**Aufgabe:**
Finde in den Einträgen alle Zeilen, in denen das Wort „fabric“ vorkommt, und schreibe jede davon unverändert ab.

---------- Übungsmaterial

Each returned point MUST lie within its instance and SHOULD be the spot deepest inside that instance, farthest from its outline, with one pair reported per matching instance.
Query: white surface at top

--------------------
---------- Übungsmaterial

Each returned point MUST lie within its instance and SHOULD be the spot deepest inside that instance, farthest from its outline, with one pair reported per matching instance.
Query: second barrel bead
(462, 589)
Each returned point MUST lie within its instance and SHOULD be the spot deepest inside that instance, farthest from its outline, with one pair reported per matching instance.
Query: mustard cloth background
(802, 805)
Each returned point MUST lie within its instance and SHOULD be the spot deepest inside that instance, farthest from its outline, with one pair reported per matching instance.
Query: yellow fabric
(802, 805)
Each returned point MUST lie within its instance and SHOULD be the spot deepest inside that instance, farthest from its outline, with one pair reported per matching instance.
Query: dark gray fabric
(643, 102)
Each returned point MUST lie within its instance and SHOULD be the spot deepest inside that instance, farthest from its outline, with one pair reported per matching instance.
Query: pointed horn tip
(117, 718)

--------------------
---------- Übungsmaterial

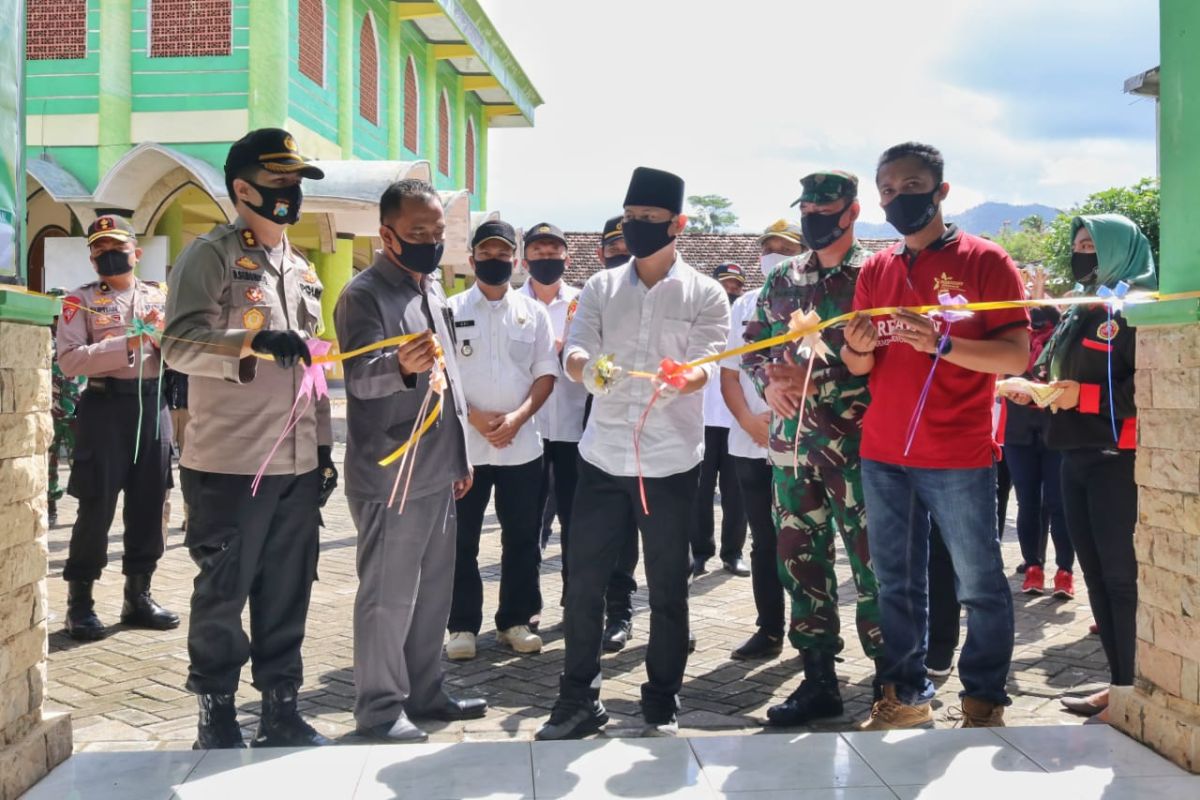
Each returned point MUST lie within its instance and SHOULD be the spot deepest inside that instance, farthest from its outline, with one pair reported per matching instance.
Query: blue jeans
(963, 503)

--------------------

**Ergebnis:**
Query: yellow fabric
Query: dark gray fabric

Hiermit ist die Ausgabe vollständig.